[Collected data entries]
+--
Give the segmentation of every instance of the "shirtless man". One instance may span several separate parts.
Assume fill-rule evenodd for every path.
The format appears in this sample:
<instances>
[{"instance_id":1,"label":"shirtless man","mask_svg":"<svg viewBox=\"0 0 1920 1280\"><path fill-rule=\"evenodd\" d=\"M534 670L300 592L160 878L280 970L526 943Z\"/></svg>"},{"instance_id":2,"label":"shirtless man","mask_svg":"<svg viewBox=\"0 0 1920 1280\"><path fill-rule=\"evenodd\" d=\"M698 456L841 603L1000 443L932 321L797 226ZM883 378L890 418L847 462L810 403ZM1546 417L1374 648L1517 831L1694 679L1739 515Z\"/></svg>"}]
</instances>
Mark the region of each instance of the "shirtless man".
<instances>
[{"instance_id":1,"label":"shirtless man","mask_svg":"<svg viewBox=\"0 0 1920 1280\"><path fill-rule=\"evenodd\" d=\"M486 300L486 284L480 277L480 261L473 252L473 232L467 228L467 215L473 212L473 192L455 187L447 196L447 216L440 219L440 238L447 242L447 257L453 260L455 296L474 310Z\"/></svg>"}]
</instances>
+--
[Task item]: Transcribe each entry word for word.

[Answer section]:
Give the segmentation of every instance of the "shirtless man". One instance may span several separate parts.
Assume fill-rule evenodd for every path.
The format appears in this sample:
<instances>
[{"instance_id":1,"label":"shirtless man","mask_svg":"<svg viewBox=\"0 0 1920 1280\"><path fill-rule=\"evenodd\" d=\"M534 670L300 592L160 878L280 970L526 943Z\"/></svg>"},{"instance_id":2,"label":"shirtless man","mask_svg":"<svg viewBox=\"0 0 1920 1280\"><path fill-rule=\"evenodd\" d=\"M698 456L841 603L1000 443L932 321L797 226ZM883 378L890 418L847 462L810 403ZM1546 417L1374 648L1517 831L1694 679L1739 515Z\"/></svg>"}]
</instances>
Mark the region of each instance of the "shirtless man".
<instances>
[{"instance_id":1,"label":"shirtless man","mask_svg":"<svg viewBox=\"0 0 1920 1280\"><path fill-rule=\"evenodd\" d=\"M486 300L486 284L480 277L480 261L473 252L473 232L467 228L467 215L473 212L473 192L455 187L447 196L447 216L440 219L440 238L447 242L447 257L453 260L455 296L474 310Z\"/></svg>"}]
</instances>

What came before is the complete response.